### PROBLEM STATEMENT
Reproduce the records from the line containing "Practice. Place a point on every instance of the rock in" through the end of the records, replacing every occurrence of "dry grass" with "withered grass" and leaving all other text unchanged.

### RECORD EXTRACTS
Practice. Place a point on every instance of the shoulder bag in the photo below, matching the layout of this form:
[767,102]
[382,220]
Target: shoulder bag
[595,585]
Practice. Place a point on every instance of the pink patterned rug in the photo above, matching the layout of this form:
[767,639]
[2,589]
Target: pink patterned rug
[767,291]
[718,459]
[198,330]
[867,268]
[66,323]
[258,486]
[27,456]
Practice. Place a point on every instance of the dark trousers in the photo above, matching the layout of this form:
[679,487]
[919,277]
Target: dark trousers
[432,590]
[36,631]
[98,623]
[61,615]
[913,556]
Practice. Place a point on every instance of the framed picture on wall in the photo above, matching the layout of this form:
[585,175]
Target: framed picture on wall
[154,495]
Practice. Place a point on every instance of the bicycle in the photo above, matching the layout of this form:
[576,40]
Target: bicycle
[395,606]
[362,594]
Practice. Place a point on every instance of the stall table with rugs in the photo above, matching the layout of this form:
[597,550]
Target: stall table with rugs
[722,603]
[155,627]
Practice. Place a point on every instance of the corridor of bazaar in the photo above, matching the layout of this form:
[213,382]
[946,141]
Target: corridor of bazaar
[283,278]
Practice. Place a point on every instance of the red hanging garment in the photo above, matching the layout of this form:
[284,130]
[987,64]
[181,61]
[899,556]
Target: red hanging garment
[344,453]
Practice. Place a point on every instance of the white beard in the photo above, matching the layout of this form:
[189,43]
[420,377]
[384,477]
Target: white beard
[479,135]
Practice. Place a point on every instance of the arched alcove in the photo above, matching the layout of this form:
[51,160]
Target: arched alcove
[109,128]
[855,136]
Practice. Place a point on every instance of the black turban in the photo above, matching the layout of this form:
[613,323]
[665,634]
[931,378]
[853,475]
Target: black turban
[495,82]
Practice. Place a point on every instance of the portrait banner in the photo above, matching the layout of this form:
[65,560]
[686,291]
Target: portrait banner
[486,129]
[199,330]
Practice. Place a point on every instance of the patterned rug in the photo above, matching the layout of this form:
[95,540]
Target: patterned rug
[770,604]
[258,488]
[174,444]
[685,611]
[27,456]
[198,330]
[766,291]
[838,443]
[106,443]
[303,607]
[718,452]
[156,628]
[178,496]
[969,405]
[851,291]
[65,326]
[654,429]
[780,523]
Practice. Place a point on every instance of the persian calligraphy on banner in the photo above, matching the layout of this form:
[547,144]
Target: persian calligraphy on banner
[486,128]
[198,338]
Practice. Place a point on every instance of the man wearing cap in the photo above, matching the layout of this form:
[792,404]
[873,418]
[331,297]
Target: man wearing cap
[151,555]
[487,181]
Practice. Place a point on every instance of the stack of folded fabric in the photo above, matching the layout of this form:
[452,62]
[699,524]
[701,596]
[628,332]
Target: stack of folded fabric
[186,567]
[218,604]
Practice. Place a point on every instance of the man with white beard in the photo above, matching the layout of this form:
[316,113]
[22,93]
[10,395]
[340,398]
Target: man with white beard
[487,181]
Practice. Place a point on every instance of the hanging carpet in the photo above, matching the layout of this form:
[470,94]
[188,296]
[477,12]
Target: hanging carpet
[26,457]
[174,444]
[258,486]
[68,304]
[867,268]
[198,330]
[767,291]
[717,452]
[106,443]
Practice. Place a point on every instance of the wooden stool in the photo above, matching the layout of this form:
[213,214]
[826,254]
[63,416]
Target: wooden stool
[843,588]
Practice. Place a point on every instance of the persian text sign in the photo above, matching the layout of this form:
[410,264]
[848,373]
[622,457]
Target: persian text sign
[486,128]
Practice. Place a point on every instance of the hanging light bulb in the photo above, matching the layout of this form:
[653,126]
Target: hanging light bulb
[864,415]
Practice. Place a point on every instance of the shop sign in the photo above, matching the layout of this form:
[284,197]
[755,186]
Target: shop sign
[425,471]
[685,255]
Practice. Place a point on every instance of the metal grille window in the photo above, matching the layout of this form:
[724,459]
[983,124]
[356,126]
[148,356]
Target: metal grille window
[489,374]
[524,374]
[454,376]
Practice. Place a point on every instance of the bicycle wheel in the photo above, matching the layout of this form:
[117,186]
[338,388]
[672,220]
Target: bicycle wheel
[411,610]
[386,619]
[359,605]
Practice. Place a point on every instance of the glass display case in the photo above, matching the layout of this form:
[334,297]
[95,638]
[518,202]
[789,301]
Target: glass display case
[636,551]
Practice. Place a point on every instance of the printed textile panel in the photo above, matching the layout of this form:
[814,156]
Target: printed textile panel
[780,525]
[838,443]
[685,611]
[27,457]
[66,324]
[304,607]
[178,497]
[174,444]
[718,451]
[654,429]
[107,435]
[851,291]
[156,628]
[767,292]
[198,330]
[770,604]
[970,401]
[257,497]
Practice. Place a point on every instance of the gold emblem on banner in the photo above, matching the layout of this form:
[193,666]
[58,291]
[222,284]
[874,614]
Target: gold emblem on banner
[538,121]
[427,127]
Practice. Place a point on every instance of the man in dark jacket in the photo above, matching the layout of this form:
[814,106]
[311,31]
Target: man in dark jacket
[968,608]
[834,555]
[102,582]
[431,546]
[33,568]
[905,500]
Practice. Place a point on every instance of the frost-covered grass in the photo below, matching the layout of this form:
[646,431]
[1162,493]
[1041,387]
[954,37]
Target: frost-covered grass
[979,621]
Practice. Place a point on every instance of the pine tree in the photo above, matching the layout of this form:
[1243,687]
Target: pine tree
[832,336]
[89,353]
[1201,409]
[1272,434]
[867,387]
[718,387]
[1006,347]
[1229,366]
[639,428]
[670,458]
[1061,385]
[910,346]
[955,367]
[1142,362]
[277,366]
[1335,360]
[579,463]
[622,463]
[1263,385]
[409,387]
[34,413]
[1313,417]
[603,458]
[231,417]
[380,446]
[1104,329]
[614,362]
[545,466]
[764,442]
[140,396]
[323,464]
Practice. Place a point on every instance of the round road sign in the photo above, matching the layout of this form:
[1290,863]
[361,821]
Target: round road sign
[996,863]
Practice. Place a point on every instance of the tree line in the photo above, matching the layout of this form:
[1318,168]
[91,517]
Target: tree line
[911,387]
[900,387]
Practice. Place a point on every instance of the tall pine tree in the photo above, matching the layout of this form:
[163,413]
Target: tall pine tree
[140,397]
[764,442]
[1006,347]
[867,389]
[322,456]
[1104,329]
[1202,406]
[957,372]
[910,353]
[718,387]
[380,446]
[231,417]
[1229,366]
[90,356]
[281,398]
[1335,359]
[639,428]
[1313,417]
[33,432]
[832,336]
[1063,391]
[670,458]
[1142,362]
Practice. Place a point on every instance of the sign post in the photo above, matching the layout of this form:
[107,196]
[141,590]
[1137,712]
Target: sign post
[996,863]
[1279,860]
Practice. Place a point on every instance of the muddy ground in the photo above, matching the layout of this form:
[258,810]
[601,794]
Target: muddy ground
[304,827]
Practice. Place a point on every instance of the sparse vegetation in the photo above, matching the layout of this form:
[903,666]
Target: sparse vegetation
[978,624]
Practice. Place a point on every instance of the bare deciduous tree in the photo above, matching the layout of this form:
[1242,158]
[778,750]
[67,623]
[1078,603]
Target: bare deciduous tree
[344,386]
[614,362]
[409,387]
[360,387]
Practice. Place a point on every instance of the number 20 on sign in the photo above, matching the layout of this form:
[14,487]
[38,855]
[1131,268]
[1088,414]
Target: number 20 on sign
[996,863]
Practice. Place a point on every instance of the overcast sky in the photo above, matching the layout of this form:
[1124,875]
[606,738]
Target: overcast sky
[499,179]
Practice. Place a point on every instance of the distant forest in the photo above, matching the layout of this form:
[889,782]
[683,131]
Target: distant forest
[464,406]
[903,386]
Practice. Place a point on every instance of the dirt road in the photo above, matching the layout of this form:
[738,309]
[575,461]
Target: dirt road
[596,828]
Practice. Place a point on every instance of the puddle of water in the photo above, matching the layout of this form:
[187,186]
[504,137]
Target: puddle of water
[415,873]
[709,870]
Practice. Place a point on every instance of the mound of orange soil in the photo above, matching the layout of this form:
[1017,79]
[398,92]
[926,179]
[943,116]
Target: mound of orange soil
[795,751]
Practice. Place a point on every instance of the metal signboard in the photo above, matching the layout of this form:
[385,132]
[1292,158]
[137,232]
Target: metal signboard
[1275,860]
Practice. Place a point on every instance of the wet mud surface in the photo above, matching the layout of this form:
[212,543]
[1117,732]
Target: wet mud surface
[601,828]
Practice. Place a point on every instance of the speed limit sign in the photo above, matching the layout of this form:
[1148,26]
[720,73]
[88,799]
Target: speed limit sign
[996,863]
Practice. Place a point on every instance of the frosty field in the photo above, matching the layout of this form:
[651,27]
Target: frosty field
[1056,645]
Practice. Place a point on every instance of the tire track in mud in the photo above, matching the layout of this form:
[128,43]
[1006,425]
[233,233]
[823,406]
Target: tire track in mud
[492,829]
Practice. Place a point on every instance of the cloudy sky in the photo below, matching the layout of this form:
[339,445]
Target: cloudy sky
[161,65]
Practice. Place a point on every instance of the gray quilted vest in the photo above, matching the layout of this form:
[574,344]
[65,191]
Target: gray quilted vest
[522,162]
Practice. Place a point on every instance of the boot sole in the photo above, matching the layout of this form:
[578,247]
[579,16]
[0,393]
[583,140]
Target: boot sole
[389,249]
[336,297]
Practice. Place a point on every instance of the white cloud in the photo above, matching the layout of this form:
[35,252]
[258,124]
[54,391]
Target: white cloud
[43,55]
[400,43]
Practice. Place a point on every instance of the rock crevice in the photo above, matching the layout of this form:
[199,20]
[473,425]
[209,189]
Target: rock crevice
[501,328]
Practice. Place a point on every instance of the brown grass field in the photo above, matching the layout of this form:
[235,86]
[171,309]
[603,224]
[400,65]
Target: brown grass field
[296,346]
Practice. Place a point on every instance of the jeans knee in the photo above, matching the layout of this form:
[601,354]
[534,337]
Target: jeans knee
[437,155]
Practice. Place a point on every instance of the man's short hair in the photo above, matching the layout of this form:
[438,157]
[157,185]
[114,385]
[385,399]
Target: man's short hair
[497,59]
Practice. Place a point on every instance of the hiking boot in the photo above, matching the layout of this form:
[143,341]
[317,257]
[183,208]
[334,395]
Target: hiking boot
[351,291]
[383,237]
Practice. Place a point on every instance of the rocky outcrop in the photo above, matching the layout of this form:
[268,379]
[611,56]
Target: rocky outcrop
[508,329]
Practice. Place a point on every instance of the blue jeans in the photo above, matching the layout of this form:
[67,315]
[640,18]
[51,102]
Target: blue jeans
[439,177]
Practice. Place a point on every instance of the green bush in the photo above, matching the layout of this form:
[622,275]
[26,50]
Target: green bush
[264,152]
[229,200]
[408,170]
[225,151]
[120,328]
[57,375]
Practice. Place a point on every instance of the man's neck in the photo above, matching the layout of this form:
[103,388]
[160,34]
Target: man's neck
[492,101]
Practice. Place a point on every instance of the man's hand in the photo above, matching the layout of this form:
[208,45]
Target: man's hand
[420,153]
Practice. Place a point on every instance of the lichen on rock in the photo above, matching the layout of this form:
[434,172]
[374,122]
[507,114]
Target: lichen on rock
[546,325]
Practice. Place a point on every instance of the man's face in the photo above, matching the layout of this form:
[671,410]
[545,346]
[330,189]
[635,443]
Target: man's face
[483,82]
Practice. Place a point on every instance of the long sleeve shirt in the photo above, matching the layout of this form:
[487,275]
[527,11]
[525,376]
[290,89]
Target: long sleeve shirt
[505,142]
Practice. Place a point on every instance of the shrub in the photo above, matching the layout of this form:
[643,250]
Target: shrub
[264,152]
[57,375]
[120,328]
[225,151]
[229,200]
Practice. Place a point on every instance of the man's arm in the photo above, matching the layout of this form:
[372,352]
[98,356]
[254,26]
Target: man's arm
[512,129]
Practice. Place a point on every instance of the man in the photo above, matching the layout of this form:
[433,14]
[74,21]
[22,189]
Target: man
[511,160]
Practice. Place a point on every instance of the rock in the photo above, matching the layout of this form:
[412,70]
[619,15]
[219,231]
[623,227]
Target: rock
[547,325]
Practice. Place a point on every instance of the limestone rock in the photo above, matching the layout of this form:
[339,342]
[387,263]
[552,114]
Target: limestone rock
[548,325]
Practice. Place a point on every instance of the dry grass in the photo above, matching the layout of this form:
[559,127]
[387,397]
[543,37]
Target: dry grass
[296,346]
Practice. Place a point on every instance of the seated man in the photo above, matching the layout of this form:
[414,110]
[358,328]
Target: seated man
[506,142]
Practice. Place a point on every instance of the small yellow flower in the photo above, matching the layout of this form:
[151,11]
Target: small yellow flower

### THE OUTPUT
Practice. Place a point on every instance of the rock in the photo above, matching the layout of this form:
[412,70]
[619,15]
[219,231]
[623,227]
Target: rock
[547,325]
Practice. Place a point on every instance of the limestone rock in the photo above, matching the layout of this form:
[339,342]
[387,263]
[552,114]
Target: limestone rock
[548,325]
Practice. Place a point on every instance of the withered grass in the photo above, matching the layout of this form:
[559,127]
[387,397]
[543,37]
Target: withered grass
[296,346]
Practice. Place a point on every instance of the seated man in the photo above, matching the layout of this form:
[414,110]
[358,328]
Target: seated man
[506,142]
Practice. Place a point on every instance of the small yellow flower in the photo above, matching the layout of this form:
[151,11]
Target: small yellow flower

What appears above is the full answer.